• [Itens extraídos]:
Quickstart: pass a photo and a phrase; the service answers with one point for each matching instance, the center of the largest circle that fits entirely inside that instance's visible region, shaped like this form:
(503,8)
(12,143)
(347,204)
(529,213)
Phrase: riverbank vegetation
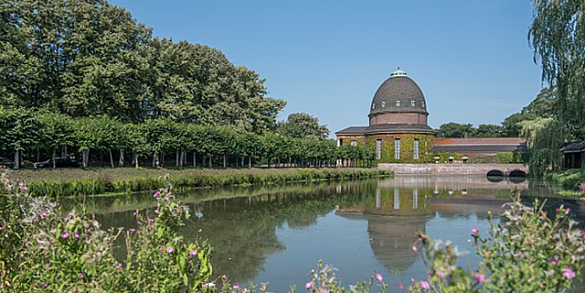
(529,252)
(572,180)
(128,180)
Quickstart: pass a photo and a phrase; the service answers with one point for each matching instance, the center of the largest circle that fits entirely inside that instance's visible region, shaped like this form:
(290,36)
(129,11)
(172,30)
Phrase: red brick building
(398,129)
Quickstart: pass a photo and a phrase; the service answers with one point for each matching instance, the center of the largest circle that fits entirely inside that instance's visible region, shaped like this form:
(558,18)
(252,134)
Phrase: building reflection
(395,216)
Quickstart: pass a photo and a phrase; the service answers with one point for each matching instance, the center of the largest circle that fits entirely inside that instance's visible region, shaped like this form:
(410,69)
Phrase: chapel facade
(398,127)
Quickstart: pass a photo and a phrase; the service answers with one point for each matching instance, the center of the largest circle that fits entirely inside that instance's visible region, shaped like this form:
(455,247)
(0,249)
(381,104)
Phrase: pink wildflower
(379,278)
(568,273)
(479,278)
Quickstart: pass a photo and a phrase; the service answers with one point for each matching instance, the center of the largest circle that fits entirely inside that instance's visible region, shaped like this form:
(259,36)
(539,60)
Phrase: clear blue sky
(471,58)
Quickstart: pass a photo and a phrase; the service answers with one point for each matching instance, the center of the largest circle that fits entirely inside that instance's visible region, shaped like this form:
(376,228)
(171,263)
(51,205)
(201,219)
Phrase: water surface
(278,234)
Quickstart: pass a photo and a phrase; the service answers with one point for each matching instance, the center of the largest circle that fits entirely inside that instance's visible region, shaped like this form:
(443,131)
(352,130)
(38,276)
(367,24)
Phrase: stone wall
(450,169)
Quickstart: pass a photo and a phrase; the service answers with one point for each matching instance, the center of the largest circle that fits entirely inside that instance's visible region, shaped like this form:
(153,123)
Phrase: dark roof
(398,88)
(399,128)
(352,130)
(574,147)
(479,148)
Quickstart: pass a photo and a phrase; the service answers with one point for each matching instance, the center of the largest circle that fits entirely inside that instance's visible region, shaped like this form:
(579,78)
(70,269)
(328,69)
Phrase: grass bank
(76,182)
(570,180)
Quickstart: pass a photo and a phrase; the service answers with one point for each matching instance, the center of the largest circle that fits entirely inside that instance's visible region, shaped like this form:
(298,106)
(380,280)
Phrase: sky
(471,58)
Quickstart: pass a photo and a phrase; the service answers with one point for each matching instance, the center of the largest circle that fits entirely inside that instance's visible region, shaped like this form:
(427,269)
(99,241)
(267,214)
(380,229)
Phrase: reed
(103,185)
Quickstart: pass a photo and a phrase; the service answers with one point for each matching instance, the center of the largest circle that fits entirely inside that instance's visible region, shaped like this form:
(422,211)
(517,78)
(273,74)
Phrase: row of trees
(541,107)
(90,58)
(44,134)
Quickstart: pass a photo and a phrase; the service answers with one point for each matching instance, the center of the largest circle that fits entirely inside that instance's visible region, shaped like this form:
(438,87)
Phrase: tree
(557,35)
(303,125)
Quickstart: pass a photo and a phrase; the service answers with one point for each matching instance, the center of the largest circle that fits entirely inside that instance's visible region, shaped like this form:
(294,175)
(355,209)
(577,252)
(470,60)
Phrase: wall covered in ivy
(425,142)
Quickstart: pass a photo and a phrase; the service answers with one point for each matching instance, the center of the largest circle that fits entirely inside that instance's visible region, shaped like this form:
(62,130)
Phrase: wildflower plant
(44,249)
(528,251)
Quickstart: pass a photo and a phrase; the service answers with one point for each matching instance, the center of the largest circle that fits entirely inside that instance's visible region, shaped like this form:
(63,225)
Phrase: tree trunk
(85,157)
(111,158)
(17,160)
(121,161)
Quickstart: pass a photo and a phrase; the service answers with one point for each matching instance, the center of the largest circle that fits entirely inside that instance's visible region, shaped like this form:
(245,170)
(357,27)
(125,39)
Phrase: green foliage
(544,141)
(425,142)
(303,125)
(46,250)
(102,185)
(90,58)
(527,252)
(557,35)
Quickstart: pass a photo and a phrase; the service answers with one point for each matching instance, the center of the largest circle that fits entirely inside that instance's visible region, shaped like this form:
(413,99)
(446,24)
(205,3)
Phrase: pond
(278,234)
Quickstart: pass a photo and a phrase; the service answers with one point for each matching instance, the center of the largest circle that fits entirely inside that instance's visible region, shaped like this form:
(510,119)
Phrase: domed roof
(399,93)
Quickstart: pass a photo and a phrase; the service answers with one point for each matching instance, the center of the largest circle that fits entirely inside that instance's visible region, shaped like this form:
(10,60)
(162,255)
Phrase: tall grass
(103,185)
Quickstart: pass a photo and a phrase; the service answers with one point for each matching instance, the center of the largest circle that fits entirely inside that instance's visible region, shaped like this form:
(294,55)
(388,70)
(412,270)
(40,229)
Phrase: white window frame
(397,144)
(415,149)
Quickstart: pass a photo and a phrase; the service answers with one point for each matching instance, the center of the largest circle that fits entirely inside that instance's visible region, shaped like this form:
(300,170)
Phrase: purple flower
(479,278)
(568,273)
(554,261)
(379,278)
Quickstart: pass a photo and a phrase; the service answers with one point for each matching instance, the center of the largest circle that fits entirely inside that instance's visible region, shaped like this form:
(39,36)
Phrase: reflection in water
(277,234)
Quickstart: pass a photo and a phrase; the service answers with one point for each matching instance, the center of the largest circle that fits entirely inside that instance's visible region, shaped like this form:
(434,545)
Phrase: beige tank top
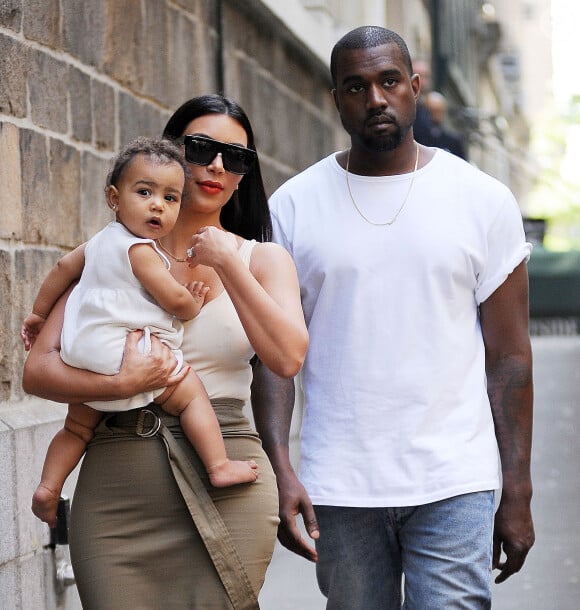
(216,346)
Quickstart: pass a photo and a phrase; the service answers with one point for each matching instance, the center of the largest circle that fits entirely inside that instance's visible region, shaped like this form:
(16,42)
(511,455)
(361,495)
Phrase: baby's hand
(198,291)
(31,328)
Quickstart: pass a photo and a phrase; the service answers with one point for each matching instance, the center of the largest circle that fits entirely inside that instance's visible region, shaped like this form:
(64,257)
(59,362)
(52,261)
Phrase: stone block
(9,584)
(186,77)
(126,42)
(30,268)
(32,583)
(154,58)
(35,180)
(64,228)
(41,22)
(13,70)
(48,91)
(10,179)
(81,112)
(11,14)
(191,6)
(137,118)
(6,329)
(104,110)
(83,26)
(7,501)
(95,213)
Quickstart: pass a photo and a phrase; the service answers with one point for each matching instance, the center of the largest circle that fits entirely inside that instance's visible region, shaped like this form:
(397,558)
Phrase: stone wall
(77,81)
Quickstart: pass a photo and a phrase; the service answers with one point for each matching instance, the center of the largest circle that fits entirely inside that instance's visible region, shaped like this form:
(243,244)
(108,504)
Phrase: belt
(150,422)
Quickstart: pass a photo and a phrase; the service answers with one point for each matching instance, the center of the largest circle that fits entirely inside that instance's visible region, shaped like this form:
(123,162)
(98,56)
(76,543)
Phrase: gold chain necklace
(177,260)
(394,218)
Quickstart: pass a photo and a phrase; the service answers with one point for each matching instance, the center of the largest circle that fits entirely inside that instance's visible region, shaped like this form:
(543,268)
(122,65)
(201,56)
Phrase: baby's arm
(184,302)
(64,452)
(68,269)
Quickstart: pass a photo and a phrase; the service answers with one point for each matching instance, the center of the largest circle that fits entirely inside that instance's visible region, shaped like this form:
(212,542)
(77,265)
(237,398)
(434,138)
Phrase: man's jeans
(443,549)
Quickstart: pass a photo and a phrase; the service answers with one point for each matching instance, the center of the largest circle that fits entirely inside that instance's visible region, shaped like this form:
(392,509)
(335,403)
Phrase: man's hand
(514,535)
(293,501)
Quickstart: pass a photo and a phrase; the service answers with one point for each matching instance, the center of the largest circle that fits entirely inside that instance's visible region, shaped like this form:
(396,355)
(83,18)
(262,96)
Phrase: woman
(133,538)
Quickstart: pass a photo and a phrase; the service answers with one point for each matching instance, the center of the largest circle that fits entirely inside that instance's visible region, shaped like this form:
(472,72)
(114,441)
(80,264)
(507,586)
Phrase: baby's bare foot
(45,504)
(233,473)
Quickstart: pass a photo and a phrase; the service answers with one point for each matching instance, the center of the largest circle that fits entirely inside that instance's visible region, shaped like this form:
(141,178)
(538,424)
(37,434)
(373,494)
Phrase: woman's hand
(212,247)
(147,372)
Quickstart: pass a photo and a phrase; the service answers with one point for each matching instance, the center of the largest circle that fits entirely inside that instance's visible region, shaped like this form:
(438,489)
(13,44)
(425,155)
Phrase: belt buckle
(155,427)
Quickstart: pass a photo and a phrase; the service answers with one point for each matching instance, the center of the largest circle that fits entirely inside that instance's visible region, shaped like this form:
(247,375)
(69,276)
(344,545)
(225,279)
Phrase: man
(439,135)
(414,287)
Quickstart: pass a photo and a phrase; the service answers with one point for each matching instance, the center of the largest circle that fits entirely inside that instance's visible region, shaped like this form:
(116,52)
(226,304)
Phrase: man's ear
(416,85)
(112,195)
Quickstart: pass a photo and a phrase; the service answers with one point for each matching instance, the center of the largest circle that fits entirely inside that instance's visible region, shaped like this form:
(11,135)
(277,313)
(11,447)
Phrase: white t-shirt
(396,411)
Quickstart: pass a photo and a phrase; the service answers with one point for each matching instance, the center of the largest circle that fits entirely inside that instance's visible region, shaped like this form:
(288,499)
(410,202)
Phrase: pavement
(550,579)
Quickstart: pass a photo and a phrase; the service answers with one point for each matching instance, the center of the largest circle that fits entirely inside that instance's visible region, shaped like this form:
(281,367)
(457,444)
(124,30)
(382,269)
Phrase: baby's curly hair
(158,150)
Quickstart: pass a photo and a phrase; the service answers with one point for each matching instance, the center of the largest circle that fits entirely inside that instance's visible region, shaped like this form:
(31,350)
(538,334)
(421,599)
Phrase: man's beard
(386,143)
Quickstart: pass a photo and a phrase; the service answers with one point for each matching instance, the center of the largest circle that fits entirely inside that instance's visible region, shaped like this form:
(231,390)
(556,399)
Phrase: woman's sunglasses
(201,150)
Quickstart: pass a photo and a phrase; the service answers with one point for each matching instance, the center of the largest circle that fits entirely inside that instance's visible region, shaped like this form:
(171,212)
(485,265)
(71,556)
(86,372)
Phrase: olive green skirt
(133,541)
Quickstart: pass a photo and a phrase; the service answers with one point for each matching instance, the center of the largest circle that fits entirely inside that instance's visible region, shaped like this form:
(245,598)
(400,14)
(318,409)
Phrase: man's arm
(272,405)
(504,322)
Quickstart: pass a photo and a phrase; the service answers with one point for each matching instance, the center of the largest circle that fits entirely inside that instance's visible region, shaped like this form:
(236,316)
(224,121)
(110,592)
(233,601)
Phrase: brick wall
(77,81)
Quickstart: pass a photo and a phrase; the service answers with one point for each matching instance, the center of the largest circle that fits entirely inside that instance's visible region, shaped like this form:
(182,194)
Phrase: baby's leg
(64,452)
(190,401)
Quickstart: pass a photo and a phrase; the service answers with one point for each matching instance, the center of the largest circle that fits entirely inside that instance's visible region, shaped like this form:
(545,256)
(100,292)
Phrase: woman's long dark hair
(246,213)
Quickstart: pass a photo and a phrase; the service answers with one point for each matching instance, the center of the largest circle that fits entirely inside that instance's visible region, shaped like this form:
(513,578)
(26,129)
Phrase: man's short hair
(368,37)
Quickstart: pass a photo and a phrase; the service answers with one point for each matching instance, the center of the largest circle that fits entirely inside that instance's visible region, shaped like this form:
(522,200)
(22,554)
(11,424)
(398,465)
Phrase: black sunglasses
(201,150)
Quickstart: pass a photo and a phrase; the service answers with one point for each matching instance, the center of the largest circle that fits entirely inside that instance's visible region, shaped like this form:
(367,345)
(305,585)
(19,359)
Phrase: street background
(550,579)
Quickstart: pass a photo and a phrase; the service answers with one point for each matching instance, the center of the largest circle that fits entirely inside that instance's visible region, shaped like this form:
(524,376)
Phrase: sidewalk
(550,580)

• [Tarefa a realizar]: Extraia dos itens acima todas as linhas em que aparece a palavra "building" e copie cada uma delas na íntegra.

• [Resposta do exercício]:
Phrase: red brick building
Phrase: building reflection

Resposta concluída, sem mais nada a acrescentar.